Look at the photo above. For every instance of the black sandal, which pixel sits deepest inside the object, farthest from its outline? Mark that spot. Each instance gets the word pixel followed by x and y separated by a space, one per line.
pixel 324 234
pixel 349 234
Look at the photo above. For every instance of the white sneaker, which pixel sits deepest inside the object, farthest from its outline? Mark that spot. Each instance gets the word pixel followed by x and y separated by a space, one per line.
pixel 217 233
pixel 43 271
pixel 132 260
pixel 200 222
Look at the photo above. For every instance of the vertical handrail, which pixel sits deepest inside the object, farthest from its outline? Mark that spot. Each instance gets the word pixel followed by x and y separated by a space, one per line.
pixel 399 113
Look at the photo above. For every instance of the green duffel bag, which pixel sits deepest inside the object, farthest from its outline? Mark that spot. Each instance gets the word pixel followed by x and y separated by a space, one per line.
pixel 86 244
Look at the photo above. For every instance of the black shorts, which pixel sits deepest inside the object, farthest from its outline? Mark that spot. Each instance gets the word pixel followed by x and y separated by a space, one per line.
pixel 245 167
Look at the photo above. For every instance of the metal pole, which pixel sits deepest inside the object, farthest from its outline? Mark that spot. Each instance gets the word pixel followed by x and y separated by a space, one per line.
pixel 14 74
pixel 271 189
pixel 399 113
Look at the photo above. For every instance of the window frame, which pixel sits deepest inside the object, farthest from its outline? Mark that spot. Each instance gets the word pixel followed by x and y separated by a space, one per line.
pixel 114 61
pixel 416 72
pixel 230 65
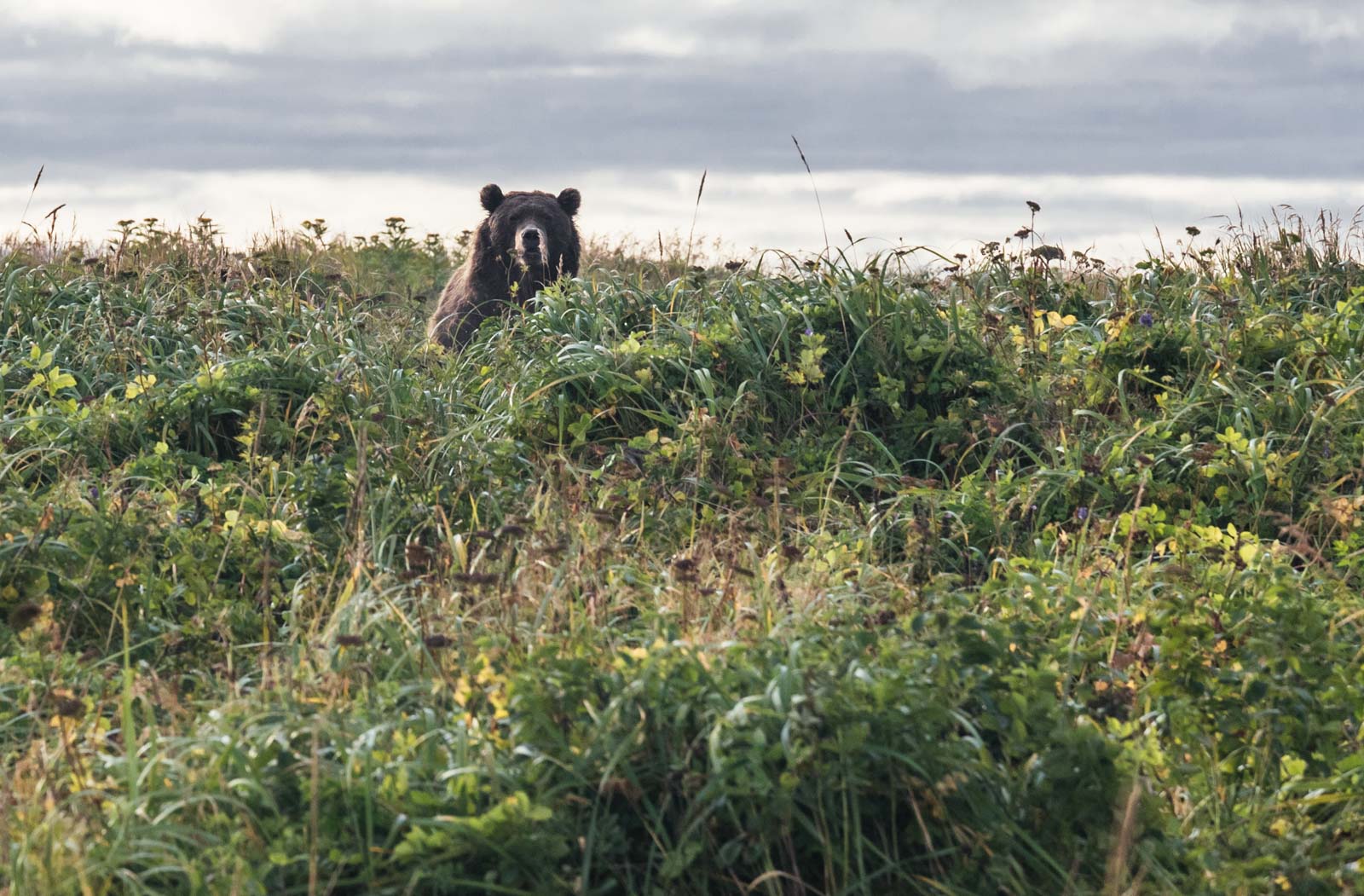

--------------------

WHAT TO WORK ON: Every line of the data above should be returned exactly, with the pictures removed.

RESULT:
Look at the photo above. For every instance of the black sandal, which pixel sits deepest inside the object, farthest from its outline? Mark that spot. Each instance gets the word pixel followed by x and y separated by a space, one per line.
pixel 324 234
pixel 349 234
Look at the photo above. For every instance of the white sneaker, which pixel sits deepest inside the object, farthest from its outline? Mark that spot. Each instance gets the word pixel followed by x and y separated by a space, one per line.
pixel 217 233
pixel 43 271
pixel 132 260
pixel 200 222
Look at the photo above. For every instance of the vertical handrail, which pixel sits deepest inside the object, farthest from its outline? Mark that spot. Each instance gets the word pixel followed by x and y separated by a space, one per line.
pixel 399 113
Look at the photo above. For every instance of the green duffel bag, which pixel sits deepest inside the object, farthest from its outline? Mark that spot. Each instance gets the word pixel followed by x and y separated by a space, one per line.
pixel 86 244
Look at the photo above. For every instance of the black shorts, which pixel sits deepest inside the object, farthest from its outline? Mark that spot. Each instance gets the word pixel followed by x and y separated by a space, one per line.
pixel 245 167
Look at the photo above. For every instance of the metal pole, which pixel sits deepest inside the object, farthest from its outline? Mark that spot. Each instance gets the word pixel followed by x and y separated by a space, one per line.
pixel 14 74
pixel 271 189
pixel 399 113
Look at the photo above. For every instance of the window frame, which pixel sits deepest inside the object, farthest from its outline? Mark that spot. Each instance gets the word pixel followed by x and y separated by a space, one per line.
pixel 114 61
pixel 416 72
pixel 230 65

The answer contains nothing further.